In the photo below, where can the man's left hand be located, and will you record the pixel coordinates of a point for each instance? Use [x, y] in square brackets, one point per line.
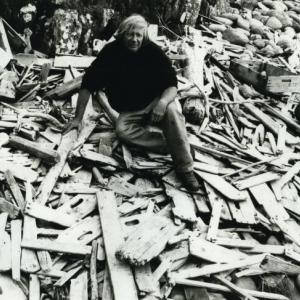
[158, 112]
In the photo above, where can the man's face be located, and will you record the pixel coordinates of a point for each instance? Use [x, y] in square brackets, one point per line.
[27, 17]
[133, 39]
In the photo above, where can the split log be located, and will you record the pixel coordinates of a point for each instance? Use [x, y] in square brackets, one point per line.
[36, 149]
[222, 288]
[50, 179]
[121, 276]
[64, 90]
[148, 240]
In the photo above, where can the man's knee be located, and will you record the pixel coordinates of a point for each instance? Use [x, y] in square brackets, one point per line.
[173, 110]
[121, 129]
[127, 131]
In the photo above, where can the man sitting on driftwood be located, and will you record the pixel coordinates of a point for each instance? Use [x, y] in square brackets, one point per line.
[141, 85]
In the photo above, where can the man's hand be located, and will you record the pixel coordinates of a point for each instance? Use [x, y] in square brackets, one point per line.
[158, 111]
[74, 124]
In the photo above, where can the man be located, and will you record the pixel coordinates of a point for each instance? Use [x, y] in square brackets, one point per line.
[141, 85]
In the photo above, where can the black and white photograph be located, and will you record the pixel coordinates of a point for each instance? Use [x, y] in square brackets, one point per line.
[149, 149]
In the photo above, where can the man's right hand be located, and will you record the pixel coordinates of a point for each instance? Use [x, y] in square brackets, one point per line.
[74, 124]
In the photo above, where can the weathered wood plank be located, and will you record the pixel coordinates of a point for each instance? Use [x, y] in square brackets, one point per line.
[79, 287]
[5, 245]
[219, 268]
[16, 236]
[18, 171]
[70, 248]
[14, 188]
[50, 179]
[222, 186]
[93, 272]
[121, 276]
[222, 288]
[213, 253]
[38, 150]
[34, 287]
[29, 260]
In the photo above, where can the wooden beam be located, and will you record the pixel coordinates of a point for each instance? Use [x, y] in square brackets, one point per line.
[38, 150]
[64, 90]
[29, 260]
[219, 268]
[120, 273]
[16, 236]
[50, 179]
[222, 288]
[18, 171]
[79, 287]
[93, 271]
[15, 190]
[5, 245]
[34, 287]
[69, 248]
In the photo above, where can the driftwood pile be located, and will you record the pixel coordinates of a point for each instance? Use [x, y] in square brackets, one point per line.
[85, 217]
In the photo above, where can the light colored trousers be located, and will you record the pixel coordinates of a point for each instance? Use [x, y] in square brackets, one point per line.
[170, 137]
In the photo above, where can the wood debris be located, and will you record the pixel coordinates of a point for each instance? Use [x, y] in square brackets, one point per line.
[84, 217]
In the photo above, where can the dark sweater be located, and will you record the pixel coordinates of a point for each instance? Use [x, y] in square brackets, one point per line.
[131, 80]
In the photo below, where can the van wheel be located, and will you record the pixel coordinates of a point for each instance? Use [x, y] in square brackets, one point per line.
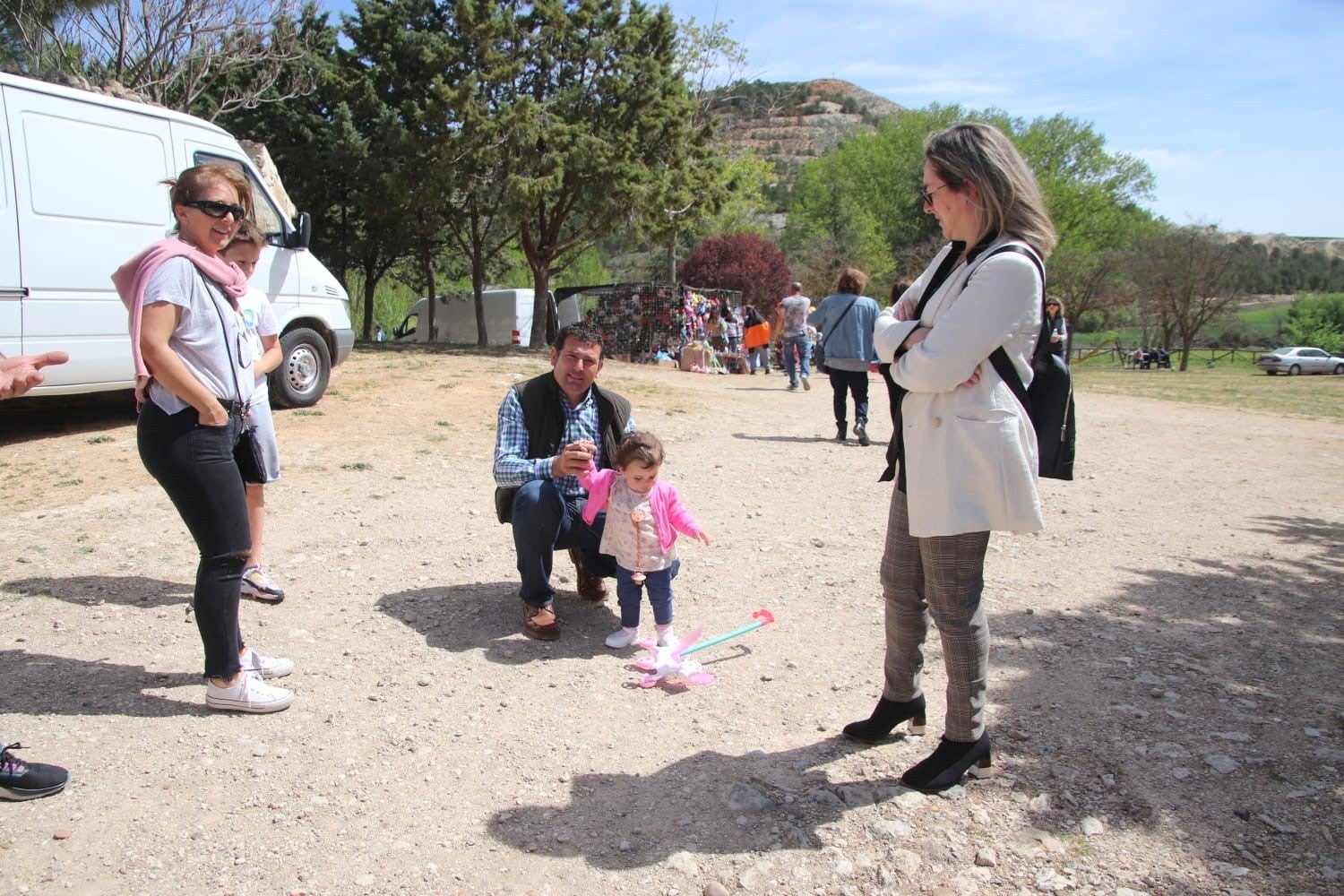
[304, 370]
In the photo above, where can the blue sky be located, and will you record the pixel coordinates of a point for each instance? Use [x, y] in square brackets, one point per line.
[1236, 105]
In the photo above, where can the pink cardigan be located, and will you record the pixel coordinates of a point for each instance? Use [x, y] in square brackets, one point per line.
[132, 279]
[669, 514]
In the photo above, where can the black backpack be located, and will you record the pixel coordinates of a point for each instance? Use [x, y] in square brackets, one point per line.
[1050, 400]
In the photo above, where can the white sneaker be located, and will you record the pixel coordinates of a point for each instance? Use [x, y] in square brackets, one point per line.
[266, 667]
[249, 694]
[258, 586]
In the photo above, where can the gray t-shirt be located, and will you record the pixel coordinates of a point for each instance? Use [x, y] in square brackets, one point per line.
[795, 314]
[218, 355]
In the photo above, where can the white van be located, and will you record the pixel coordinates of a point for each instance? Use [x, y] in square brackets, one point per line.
[81, 193]
[508, 319]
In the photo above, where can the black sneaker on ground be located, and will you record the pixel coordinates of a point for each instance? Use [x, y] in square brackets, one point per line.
[29, 780]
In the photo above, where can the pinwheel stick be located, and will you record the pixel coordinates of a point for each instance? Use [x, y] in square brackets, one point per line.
[761, 616]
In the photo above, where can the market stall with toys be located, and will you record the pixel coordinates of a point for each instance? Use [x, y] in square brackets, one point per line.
--------------------------------------------------
#### [EXERCISE TASK]
Write out the entries above verbatim; the pictures do not belong in your copy.

#### [SOLUTION FOR THIS TASK]
In the photo below, where can the man's left hand be located, and will you record the pixel coordinates of a point for each instance? Use [x, y] in square brackets, one point per line.
[158, 112]
In the photo above, where can the man's face be located, and will you record the pixel coordinates of a point for each instance? Use [x, y] in square brackets, one point per line.
[27, 17]
[133, 39]
In the photo above, where can the split log be located, and will you record the pixel coordinates of a point for each instance? Use [x, y] in square brackets, one point per line.
[36, 149]
[222, 288]
[50, 179]
[121, 276]
[64, 90]
[148, 240]
In the photo above, where can the man's knee be located, and will you record the pixel coordinates of a point for each instance? Use [x, y] in square brackets, one point per line.
[173, 110]
[121, 129]
[127, 131]
In the photo above, where can the man sitting on driftwood be located, and will you record the pixel coordinates of a point for each instance? Use [x, y] in square brackets, one point per line.
[141, 85]
In the photo above, where can the man's hand be located, and will you record the pixel coordinates of a point for each instance? Use [x, y] in square brackets, one point per line.
[158, 111]
[74, 124]
In the photo above, where can the man be located, and will you record the pixel coordinates of a point for each instance? Use [x, y] in square brackets, one point per line.
[141, 85]
In the photo above, where can the black and white photograph be located, and will you record the pixel coordinates of a point for each instance? Use [x, y] in square brackets, one point per line.
[149, 149]
In the photo above, where can the man's right hand be located, and will you record the pixel coordinates of a point for each instance? Use [x, y] in square brackets, one point per line.
[74, 124]
In the photo above, where can the weathered wood plank be located, and will you record the pixel coordinates of a point for each instance? Use [x, y] in square brackets, one point per line.
[79, 287]
[5, 245]
[219, 268]
[16, 236]
[18, 171]
[70, 248]
[14, 188]
[50, 179]
[222, 186]
[93, 272]
[121, 276]
[222, 288]
[213, 253]
[38, 150]
[34, 287]
[29, 260]
In the photo above, where can the wooden beam be located, and will you record the pixel coordinates of a point for each instance? Use [x, y] in square brackets, one point per line.
[38, 150]
[64, 90]
[29, 260]
[219, 268]
[120, 273]
[16, 236]
[50, 179]
[222, 288]
[18, 171]
[79, 287]
[93, 271]
[15, 190]
[5, 245]
[34, 287]
[69, 248]
In the photo above, where can the driftwood pile be located, and will you record the pixel coordinates of a point for each instance? Use [x, y] in square brackets, one point per line.
[85, 217]
In the photo above, where can the light colored trousers be located, and will you record the pixel coordinates of a point for each instance? Use [x, y] in square brackets, one point per line.
[170, 137]
In the photo above, where can the wood debris be located, and will you record the pixel coordinates of a point for each instance? Use [x, y] in square brackets, one point per line.
[84, 217]
In the photo above, where can the dark sweater be located, and will you record the pixel coordinates of a point for each instance? Use [x, y] in square brackets, one point per line.
[131, 80]
In the photo below, where can the van wheel be located, and will you record the pixel coordinates of a point for each instance? Use [x, y] in square brackets, one point per line.
[304, 370]
In the photo above, where can the blue sky be located, and will you record the pixel coordinates of a point for each instance? Use [x, y] in square brackets, one point per line.
[1236, 105]
In the photo above, where can the pink cardigan be located, and will you record the pixel coordinates of a point for each instance? Use [x, y] in square brackets, one point per line.
[132, 279]
[669, 514]
In the photo above, where can the black backpack be located, and will you record the pixel coordinates of a point for each instance? Use [x, y] in square brackets, one point per line.
[1050, 400]
In the photo above, where can the white sneaker be located, and will you record the pixel coordinates of a point for each instance? Use [x, y] in square brackets, one point per line.
[266, 667]
[249, 694]
[258, 586]
In the photo above, where can the gray t-shirt be located, and will you record the pixel coordinates of a point for each instance? Use [x, y] in square brackets, one point per line.
[795, 314]
[218, 355]
In the photo above, where can the white van be located, and will you record the pixel coordinates of a point for each instance? Use [x, y] in square brackets, one point per line.
[81, 193]
[508, 319]
In the photo above, where can the black sneaker on ground be located, and will you record the pixel coordinates of a point for each instance? Use [x, y] in square brackets, one point per line.
[29, 780]
In the photo above, where can the pinwheel stick be located, and will you record the pixel coordinates of a point for each instance? Use [x, y] in square brackets, one point per line.
[761, 616]
In the photo above, where can the market stall with toys be located, and will you record the pixel coordinates of a point for each instance? Use [x, y] in square brackets, one point per line.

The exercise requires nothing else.